### WHAT TO DO
Copy out all the records, word for word.

### EXERCISE INPUT
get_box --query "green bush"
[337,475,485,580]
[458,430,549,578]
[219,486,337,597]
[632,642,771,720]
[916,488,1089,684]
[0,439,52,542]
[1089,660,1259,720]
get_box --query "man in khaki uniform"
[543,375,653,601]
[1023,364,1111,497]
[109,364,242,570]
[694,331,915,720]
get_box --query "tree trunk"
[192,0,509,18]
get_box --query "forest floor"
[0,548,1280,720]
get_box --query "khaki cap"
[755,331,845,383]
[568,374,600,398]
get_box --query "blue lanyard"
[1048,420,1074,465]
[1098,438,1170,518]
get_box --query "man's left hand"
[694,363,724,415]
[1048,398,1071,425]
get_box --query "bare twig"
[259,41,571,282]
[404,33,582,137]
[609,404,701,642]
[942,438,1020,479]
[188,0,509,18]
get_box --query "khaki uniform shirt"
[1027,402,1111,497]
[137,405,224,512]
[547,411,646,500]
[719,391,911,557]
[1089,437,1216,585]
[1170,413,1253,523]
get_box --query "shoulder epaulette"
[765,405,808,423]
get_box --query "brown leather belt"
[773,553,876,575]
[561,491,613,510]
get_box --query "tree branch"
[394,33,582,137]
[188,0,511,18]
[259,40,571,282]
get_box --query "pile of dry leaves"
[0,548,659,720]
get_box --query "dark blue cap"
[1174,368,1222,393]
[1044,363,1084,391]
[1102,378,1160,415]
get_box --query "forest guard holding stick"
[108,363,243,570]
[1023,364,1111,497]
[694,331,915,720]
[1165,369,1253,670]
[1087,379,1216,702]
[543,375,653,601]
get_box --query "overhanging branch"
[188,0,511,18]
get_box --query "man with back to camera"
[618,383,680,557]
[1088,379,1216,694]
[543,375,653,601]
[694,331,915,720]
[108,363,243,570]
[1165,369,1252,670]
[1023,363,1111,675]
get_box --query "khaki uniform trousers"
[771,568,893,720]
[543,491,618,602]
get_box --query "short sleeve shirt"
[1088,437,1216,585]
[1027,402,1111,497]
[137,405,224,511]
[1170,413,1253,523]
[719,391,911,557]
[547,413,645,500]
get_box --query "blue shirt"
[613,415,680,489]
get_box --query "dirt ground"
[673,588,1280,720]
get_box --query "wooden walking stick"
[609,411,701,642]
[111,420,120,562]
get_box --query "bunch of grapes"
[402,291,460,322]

### THE RESPONSE
get_box --query "green bush"
[337,475,485,580]
[458,430,549,578]
[219,486,337,597]
[632,642,771,720]
[916,488,1089,684]
[0,439,52,542]
[1089,660,1259,720]
get_box --query "man in khaki uniform"
[543,375,653,601]
[1023,364,1111,497]
[109,364,242,570]
[694,331,915,720]
get_box --query "tree trunk"
[192,0,509,18]
get_box --query "forest floor"
[0,548,1280,720]
get_box --query "khaki cap"
[755,331,845,383]
[568,374,600,398]
get_box --query "blue lanyard"
[1048,420,1074,465]
[1098,438,1170,518]
get_box --query "man's left hand"
[694,363,724,415]
[1048,398,1071,425]
get_box --query "bare twig"
[259,41,571,282]
[404,33,582,137]
[609,404,701,642]
[942,438,1020,479]
[188,0,509,18]
get_box --query "khaki uniform shirt"
[1027,402,1111,497]
[137,405,224,512]
[547,411,646,500]
[719,391,911,557]
[1089,437,1216,585]
[1170,413,1253,523]
get_box --query "shoulder epaulette"
[765,405,808,423]
get_box --query "brown leather belt"
[773,553,876,575]
[561,491,613,510]
get_box --query "tree branch"
[394,33,582,137]
[188,0,511,18]
[259,40,571,282]
get_box --query "pile of dry leaves"
[0,548,659,720]
get_box --query "dark blue cap"
[1174,368,1222,393]
[1044,363,1084,391]
[1102,378,1160,415]
get_box --query "forest guard holding stick"
[108,363,243,570]
[1023,364,1111,497]
[694,331,915,720]
[1165,369,1253,670]
[1087,379,1216,702]
[543,375,653,601]
get_box --query "overhanging branch"
[188,0,511,18]
get_box --query "man with back to camera"
[618,383,680,557]
[1088,379,1216,694]
[543,375,653,601]
[694,331,915,720]
[108,363,243,570]
[1165,369,1252,670]
[1023,363,1111,675]
get_box --query "khaki uniform trousers"
[771,568,893,720]
[543,491,618,602]
get_box --query "short sleeve shirt"
[1088,437,1216,585]
[1027,402,1111,497]
[137,405,224,511]
[1170,413,1253,523]
[719,391,911,557]
[547,413,645,500]
get_box --query "blue shirt"
[613,415,680,489]
get_box --query "dirt ground"
[673,588,1280,720]
get_box --query "wooden walking stick"
[609,411,701,642]
[111,420,120,562]
get_box --query "bunch of grapes"
[402,291,460,322]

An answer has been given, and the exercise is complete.